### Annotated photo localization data
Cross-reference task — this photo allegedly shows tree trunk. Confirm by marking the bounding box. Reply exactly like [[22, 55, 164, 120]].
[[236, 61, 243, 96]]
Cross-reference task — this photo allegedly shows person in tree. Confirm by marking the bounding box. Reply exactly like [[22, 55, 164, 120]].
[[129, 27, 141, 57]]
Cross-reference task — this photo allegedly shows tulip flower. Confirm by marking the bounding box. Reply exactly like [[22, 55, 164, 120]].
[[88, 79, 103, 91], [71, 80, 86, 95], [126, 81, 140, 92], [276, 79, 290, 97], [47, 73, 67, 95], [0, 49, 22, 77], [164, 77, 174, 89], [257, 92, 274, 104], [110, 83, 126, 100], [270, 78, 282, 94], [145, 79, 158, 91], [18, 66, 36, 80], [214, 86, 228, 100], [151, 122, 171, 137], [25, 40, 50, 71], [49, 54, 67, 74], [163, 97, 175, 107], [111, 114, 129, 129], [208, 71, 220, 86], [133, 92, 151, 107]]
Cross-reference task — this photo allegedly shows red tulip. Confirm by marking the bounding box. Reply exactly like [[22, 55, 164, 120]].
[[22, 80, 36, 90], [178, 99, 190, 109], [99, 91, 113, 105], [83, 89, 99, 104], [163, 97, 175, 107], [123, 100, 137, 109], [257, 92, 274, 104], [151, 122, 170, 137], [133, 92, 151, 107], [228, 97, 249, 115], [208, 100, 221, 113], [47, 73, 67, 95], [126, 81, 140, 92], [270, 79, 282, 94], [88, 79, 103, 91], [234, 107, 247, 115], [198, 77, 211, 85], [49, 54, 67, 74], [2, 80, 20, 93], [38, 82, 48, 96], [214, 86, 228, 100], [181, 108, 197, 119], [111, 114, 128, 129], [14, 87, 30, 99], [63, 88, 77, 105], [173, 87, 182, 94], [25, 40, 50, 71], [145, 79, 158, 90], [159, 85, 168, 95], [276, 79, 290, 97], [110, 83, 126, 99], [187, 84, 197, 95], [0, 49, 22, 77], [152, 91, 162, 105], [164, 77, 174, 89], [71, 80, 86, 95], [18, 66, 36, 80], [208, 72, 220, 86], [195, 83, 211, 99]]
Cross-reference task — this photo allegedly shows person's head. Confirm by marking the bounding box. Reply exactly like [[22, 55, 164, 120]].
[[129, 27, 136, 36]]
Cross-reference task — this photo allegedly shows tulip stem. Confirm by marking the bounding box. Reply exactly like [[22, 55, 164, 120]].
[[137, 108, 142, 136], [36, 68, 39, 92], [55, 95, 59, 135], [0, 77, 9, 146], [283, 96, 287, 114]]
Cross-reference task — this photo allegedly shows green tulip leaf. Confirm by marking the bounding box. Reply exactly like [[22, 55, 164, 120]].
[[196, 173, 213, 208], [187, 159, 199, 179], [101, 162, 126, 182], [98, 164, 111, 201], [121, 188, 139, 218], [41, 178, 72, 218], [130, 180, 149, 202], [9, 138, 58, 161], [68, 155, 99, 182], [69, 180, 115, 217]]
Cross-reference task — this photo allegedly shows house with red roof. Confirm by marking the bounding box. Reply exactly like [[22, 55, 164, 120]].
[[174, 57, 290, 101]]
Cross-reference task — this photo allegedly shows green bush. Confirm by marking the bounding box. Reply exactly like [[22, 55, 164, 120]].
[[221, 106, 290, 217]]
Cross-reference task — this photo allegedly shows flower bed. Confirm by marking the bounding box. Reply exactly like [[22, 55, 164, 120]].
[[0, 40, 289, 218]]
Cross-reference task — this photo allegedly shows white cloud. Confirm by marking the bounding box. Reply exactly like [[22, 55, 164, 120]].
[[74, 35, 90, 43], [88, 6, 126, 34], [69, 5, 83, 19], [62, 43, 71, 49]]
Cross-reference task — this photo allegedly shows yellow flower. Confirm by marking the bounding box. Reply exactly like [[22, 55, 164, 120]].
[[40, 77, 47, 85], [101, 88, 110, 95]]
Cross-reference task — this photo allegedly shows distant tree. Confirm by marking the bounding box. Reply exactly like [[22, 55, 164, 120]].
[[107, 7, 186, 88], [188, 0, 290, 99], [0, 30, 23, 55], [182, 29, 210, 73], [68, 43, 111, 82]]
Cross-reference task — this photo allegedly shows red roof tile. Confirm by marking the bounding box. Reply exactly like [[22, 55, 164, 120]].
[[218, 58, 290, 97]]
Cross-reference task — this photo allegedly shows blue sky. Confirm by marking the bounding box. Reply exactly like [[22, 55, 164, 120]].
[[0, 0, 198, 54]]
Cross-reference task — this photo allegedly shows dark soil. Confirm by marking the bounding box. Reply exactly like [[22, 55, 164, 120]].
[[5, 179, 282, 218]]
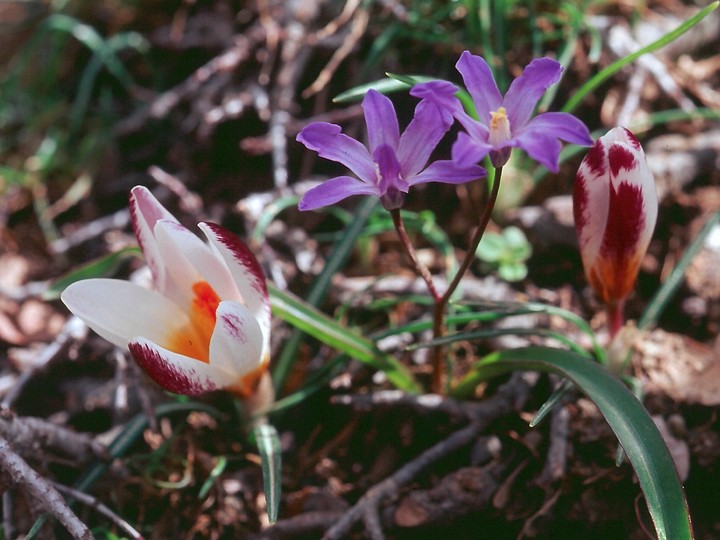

### Problem to work on
Output a faithful copy of the data, with each picture left out.

### Reply
Cross-reference task — this photo allegedly shows tree trunk. Confirm by marking the bounding box. Reply exactly like [[22, 55, 164, 120]].
[[236, 61, 243, 96]]
Cross-reference task — this photo allegedly shows person in tree. Confirm by marking the bounding box. Reply exactly like [[22, 55, 164, 120]].
[[129, 27, 141, 57]]
Cross-reference task — this photo allegedly shows tulip flower. Confirm by marking the bounding box. Reply exactly like [[22, 55, 164, 120]].
[[88, 79, 103, 91], [71, 80, 86, 95], [126, 81, 140, 92], [276, 79, 290, 97], [47, 73, 67, 95], [0, 49, 22, 77], [164, 77, 174, 89], [257, 92, 274, 104], [110, 83, 126, 100], [270, 78, 282, 94], [145, 79, 158, 91], [18, 66, 36, 80], [214, 86, 228, 100], [151, 122, 171, 137], [25, 40, 50, 71], [49, 54, 67, 74], [163, 97, 175, 107], [111, 114, 129, 129], [208, 71, 220, 86], [133, 92, 151, 107]]
Cross-reference task — this photo allegedly shows red tulip. Confirm by marking the bounding box. Reply exactly like [[22, 55, 164, 120]].
[[22, 80, 36, 90], [178, 99, 190, 109], [99, 91, 113, 105], [83, 89, 99, 104], [163, 97, 175, 107], [123, 100, 137, 109], [257, 92, 274, 104], [151, 122, 170, 137], [133, 92, 151, 107], [228, 97, 249, 115], [208, 100, 221, 113], [47, 73, 67, 95], [126, 81, 140, 92], [270, 79, 282, 94], [88, 79, 103, 91], [234, 107, 247, 115], [198, 77, 211, 85], [49, 54, 67, 74], [2, 80, 20, 93], [38, 82, 48, 96], [214, 86, 228, 100], [181, 108, 197, 119], [111, 114, 128, 129], [14, 87, 30, 99], [63, 88, 77, 105], [173, 87, 182, 94], [25, 40, 50, 71], [145, 79, 158, 90], [159, 85, 168, 95], [276, 79, 290, 97], [110, 83, 126, 99], [187, 84, 197, 95], [0, 49, 22, 77], [152, 91, 162, 105], [164, 77, 174, 89], [71, 80, 86, 95], [18, 66, 36, 80], [208, 72, 220, 86], [195, 83, 211, 99]]
Cross-reference task — this photo allegedly shows person's head. Confirm by marking the bounding box. Reply exactly like [[22, 55, 164, 120]].
[[129, 27, 136, 36]]
Cross-reference task — this photo allegedly shows tulip stem. Confirm by marking the bounding box. Reply exactly like [[22, 55, 164, 120]].
[[137, 108, 142, 136], [36, 68, 39, 92], [55, 95, 59, 135], [0, 77, 9, 146], [283, 96, 287, 114]]
Cross-reference task — this photo allegedly shows green tulip leaf. Confirm by marking the bounding box. Reply exactly like [[22, 55, 164, 120]].
[[196, 173, 213, 208], [187, 159, 199, 179], [101, 162, 126, 182], [98, 164, 111, 201], [121, 188, 139, 218], [41, 178, 72, 218], [130, 180, 149, 202], [9, 138, 58, 161], [68, 155, 99, 182], [69, 180, 115, 217]]
Cross-reference task — this photo allegedly shows house with red roof. Confirm by marking the bounding box. Reply exactly like [[22, 55, 164, 120]].
[[174, 57, 290, 101]]
Cross-reference task — this photo allegedly shows green bush. Confirm by marking the bounding box. Reply exactly like [[22, 55, 164, 120]].
[[221, 106, 290, 217]]
Cross-reference task — this photo allegedly shows flower bed. Confirm by marking the bounding box. Reply exactly like [[22, 55, 164, 120]].
[[0, 40, 289, 218]]
Cross-reference task — this photo allegedly shows white cloud. Confirm by marking the bounding box. Reply exactly like [[22, 55, 164, 120]].
[[74, 35, 90, 43], [88, 6, 126, 34], [69, 5, 83, 19], [62, 43, 71, 49]]
Cross-reference task — this photo allegedly shows yellow flower. Confirm by marking the bounding box. Reply exactly like [[22, 55, 164, 120]].
[[40, 77, 47, 85], [101, 88, 110, 95]]
Cross-reference task — this photo allegedly shows distant tree. Confirm by marking the bounding box. Reply exactly like [[22, 55, 164, 120]].
[[107, 7, 186, 88], [188, 0, 290, 99], [0, 30, 23, 55], [182, 29, 210, 73], [68, 43, 111, 82]]
Cross-reference task — this photo allegedly shows red roof tile. Confirm by marking the bounding box. Reply exactly like [[22, 55, 164, 120]].
[[218, 58, 290, 97]]
Cross-reference task — this photo allegedly shows blue sky. Confirm by marking the bounding box. Reply exactly like [[22, 55, 164, 120]].
[[0, 0, 198, 54]]
Cross-reference task — this photo allegedly shows dark soil. Confirm by marking the bounding box. Reply exactly like [[22, 55, 164, 120]].
[[5, 179, 282, 218]]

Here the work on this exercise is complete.